> **Set exercise**:
Reproduce every one of the records below word for word, line by line.
--------------------------------------------------
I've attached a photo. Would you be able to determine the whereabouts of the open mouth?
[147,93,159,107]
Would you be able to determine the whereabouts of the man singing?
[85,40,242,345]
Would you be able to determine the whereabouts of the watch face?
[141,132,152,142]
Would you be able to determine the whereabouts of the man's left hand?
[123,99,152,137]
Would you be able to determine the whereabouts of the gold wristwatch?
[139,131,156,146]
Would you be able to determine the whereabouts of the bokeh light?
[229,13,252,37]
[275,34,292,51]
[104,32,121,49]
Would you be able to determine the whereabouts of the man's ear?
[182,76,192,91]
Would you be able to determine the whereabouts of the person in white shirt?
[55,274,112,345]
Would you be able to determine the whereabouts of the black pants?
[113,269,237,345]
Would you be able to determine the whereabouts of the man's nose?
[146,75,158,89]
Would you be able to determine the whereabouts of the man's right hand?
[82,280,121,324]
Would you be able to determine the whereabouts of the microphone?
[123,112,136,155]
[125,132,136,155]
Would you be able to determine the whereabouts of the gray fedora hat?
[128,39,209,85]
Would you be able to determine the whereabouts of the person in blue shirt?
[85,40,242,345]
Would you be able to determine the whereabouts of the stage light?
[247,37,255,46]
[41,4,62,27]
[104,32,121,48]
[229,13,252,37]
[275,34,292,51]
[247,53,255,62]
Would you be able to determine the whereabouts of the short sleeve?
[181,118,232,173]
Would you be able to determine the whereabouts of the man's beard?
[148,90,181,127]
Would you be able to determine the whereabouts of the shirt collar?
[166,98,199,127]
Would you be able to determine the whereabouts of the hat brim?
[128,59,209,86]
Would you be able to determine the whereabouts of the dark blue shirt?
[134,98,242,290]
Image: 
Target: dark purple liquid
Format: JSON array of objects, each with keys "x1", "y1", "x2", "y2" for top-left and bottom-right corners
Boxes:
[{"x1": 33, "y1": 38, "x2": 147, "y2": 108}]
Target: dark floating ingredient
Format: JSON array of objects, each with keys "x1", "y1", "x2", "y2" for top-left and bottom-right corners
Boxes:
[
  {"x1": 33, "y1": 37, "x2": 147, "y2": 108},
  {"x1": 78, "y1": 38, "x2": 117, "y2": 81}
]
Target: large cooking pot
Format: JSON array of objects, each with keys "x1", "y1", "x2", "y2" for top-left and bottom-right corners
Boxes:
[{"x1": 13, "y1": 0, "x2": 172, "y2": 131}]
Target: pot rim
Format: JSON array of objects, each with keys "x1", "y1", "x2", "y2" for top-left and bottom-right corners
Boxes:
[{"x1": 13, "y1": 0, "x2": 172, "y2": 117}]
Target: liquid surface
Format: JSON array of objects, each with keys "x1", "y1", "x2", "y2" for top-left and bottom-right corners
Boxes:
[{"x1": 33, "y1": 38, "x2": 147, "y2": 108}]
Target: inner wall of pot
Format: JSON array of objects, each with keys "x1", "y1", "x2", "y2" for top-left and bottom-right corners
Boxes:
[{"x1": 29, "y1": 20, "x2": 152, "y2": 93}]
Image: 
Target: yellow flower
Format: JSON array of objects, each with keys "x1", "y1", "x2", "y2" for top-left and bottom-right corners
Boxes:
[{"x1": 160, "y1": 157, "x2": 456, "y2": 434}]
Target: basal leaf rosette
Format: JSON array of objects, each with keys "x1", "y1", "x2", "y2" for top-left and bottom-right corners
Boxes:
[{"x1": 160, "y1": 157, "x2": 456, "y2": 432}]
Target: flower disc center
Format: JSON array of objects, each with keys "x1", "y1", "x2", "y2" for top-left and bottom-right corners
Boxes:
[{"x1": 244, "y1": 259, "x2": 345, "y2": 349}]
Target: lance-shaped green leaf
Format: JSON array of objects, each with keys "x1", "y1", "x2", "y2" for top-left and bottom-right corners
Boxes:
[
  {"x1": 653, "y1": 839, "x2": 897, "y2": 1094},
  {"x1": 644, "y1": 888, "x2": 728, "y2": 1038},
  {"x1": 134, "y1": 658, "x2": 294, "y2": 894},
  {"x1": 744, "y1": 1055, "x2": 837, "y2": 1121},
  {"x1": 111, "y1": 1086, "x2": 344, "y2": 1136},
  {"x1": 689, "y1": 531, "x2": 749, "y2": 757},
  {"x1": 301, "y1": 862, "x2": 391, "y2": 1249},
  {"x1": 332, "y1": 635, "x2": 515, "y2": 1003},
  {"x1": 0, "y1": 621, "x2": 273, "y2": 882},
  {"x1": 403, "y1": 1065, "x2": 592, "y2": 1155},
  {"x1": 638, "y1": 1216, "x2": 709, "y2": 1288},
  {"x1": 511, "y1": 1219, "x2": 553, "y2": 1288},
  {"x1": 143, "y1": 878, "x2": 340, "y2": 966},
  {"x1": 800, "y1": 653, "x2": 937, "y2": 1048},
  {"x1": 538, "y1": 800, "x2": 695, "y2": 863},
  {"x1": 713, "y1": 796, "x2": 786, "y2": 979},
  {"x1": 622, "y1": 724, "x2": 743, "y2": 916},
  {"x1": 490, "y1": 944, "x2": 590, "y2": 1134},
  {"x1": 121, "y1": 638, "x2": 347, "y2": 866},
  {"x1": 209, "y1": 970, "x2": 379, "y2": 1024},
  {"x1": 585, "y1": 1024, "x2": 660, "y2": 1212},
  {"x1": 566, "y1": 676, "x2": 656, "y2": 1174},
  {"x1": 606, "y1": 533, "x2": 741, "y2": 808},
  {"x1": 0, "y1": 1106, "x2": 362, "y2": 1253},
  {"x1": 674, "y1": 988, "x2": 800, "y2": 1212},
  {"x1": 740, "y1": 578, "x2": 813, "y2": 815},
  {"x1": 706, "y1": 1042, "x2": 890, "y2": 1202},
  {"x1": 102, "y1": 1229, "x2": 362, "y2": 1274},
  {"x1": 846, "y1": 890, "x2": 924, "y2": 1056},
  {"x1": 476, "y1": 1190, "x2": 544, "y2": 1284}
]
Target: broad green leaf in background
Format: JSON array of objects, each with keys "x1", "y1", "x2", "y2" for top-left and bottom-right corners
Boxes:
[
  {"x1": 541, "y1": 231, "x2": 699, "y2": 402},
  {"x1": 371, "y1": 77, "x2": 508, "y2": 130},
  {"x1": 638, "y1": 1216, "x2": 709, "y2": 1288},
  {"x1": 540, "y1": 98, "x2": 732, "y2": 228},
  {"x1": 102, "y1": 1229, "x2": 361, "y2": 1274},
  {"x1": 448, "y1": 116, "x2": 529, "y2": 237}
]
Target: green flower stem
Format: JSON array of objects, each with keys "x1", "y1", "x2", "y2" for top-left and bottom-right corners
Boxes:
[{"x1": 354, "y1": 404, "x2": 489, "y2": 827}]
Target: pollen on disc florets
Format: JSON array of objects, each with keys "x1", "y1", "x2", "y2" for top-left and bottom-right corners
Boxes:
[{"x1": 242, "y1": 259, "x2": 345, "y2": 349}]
--------------------------------------------------
> **The solution**:
I've attached a photo. Would you be able to determine the whereabouts of the open mouth?
[147,93,159,107]
Would you be able to determine the whereabouts of the man singing?
[85,40,242,345]
Would you be able to determine the whereabouts of the watch face?
[141,132,152,142]
Would you be able to determine the whereabouts of the man's left hand?
[123,99,152,137]
Would you be able to determine the whereabouts of the gold wristwatch?
[139,131,156,146]
Would you be able to determine the whereabouts of the bokeh light?
[229,13,252,37]
[275,34,292,51]
[104,32,121,49]
Would you be able to determine the whereabouts of the man's ear?
[182,76,192,91]
Would you be able to determine the whereabouts of the person in white shirt?
[55,274,112,345]
Would you be able to determine the whereabouts of the black pants?
[113,269,237,345]
Would you be able to determine the whereabouts of the man's nose?
[146,75,158,89]
Would you be able to determine the whereabouts of the man's right hand?
[82,280,121,324]
Would you be able to determine the whereabouts of the microphone?
[123,112,136,155]
[125,132,136,155]
Would you be able to determine the whereabouts of the gray fedora hat?
[128,39,209,85]
Would you be able to determine the whereabouts of the person in blue shirt?
[85,40,242,345]
Would you be able to determine the whereabouts of the stage light?
[247,37,255,46]
[41,4,62,27]
[104,32,121,48]
[229,13,252,37]
[275,34,292,51]
[247,53,255,62]
Would you be able to determine the whereabouts of the short sleeve?
[181,118,232,173]
Would you be able to determine the whereabouts of the man's beard?
[148,90,181,127]
Would you be able to determine the whereabouts of the shirt collar?
[166,98,199,127]
Would you be able to determine the whereabouts of the hat brim?
[128,59,209,86]
Would you be able to determine the whereabouts of the dark blue shirt?
[134,98,242,290]
Image: 
Target: dark purple liquid
Format: JSON array of objects, each with keys "x1", "y1", "x2", "y2" for top-left and bottom-right corners
Boxes:
[{"x1": 33, "y1": 38, "x2": 147, "y2": 108}]
Target: dark floating ingredient
Format: JSON array of objects, each with keys "x1", "y1", "x2", "y2" for top-left and bottom-right corners
Boxes:
[
  {"x1": 33, "y1": 37, "x2": 147, "y2": 108},
  {"x1": 78, "y1": 38, "x2": 117, "y2": 81}
]
Target: large cooking pot
Format: JSON array of objects, each with keys "x1", "y1", "x2", "y2" for top-left and bottom-right corners
Boxes:
[{"x1": 13, "y1": 0, "x2": 172, "y2": 131}]
Target: pot rim
Format: JSON array of objects, each with keys "x1", "y1", "x2", "y2" for top-left and bottom-right corners
Boxes:
[{"x1": 13, "y1": 0, "x2": 172, "y2": 117}]
Target: liquid surface
Format: JSON array of objects, each with keys "x1", "y1", "x2", "y2" for top-left and bottom-right corners
Boxes:
[{"x1": 33, "y1": 38, "x2": 147, "y2": 108}]
Target: inner wall of pot
Format: JSON array of objects, each with keys "x1", "y1", "x2", "y2" for top-left and bottom-right corners
Boxes:
[{"x1": 29, "y1": 20, "x2": 152, "y2": 93}]
Image: 
Target: yellow flower
Format: JSON array of objects, each with keys "x1", "y1", "x2", "y2" for top-left and bottom-right corners
Boxes:
[{"x1": 160, "y1": 157, "x2": 456, "y2": 434}]
Target: basal leaf rosette
Format: JSON array of objects, each with keys "x1", "y1", "x2", "y2" for top-left and bottom-right corners
Boxes:
[{"x1": 160, "y1": 157, "x2": 456, "y2": 432}]
Target: flower disc center
Format: JSON array of objects, each with keys "x1", "y1", "x2", "y2" for top-left and bottom-right corners
Boxes:
[{"x1": 244, "y1": 259, "x2": 345, "y2": 349}]
Target: lance-shaped green leaf
Format: JSON array of objects, each with keys "x1", "y1", "x2", "y2" for top-left and bottom-right corners
Boxes:
[
  {"x1": 653, "y1": 839, "x2": 897, "y2": 1094},
  {"x1": 644, "y1": 888, "x2": 728, "y2": 1038},
  {"x1": 134, "y1": 658, "x2": 294, "y2": 894},
  {"x1": 744, "y1": 1055, "x2": 837, "y2": 1121},
  {"x1": 111, "y1": 1086, "x2": 344, "y2": 1136},
  {"x1": 689, "y1": 531, "x2": 749, "y2": 757},
  {"x1": 301, "y1": 862, "x2": 391, "y2": 1249},
  {"x1": 332, "y1": 635, "x2": 515, "y2": 1003},
  {"x1": 0, "y1": 621, "x2": 273, "y2": 882},
  {"x1": 403, "y1": 1065, "x2": 592, "y2": 1155},
  {"x1": 638, "y1": 1216, "x2": 709, "y2": 1288},
  {"x1": 511, "y1": 1219, "x2": 553, "y2": 1288},
  {"x1": 143, "y1": 878, "x2": 340, "y2": 966},
  {"x1": 800, "y1": 653, "x2": 937, "y2": 1048},
  {"x1": 538, "y1": 800, "x2": 695, "y2": 863},
  {"x1": 713, "y1": 796, "x2": 786, "y2": 979},
  {"x1": 622, "y1": 724, "x2": 743, "y2": 916},
  {"x1": 490, "y1": 944, "x2": 590, "y2": 1134},
  {"x1": 121, "y1": 638, "x2": 347, "y2": 866},
  {"x1": 209, "y1": 970, "x2": 379, "y2": 1024},
  {"x1": 585, "y1": 1024, "x2": 660, "y2": 1212},
  {"x1": 566, "y1": 676, "x2": 656, "y2": 1174},
  {"x1": 606, "y1": 533, "x2": 741, "y2": 808},
  {"x1": 0, "y1": 1106, "x2": 362, "y2": 1253},
  {"x1": 674, "y1": 988, "x2": 800, "y2": 1212},
  {"x1": 740, "y1": 578, "x2": 813, "y2": 815},
  {"x1": 706, "y1": 1042, "x2": 890, "y2": 1202},
  {"x1": 102, "y1": 1229, "x2": 362, "y2": 1274},
  {"x1": 846, "y1": 890, "x2": 924, "y2": 1056},
  {"x1": 476, "y1": 1190, "x2": 544, "y2": 1284}
]
Target: broad green leaf in background
Format: JSON array of objects, each with keys "x1", "y1", "x2", "y2" for top-left and bottom-right corners
Boxes:
[
  {"x1": 541, "y1": 231, "x2": 699, "y2": 402},
  {"x1": 371, "y1": 77, "x2": 508, "y2": 130},
  {"x1": 638, "y1": 1216, "x2": 709, "y2": 1288},
  {"x1": 540, "y1": 98, "x2": 732, "y2": 228},
  {"x1": 102, "y1": 1229, "x2": 361, "y2": 1274},
  {"x1": 448, "y1": 116, "x2": 529, "y2": 237}
]
Target: green flower stem
Format: JSON array of objects, each with keys "x1", "y1", "x2", "y2" for top-left and bottom-right corners
Boxes:
[{"x1": 354, "y1": 404, "x2": 489, "y2": 827}]
Target: pollen on disc florets
Format: JSON array of objects, each with keys "x1", "y1", "x2", "y2" for top-left and bottom-right corners
Boxes:
[{"x1": 242, "y1": 259, "x2": 345, "y2": 349}]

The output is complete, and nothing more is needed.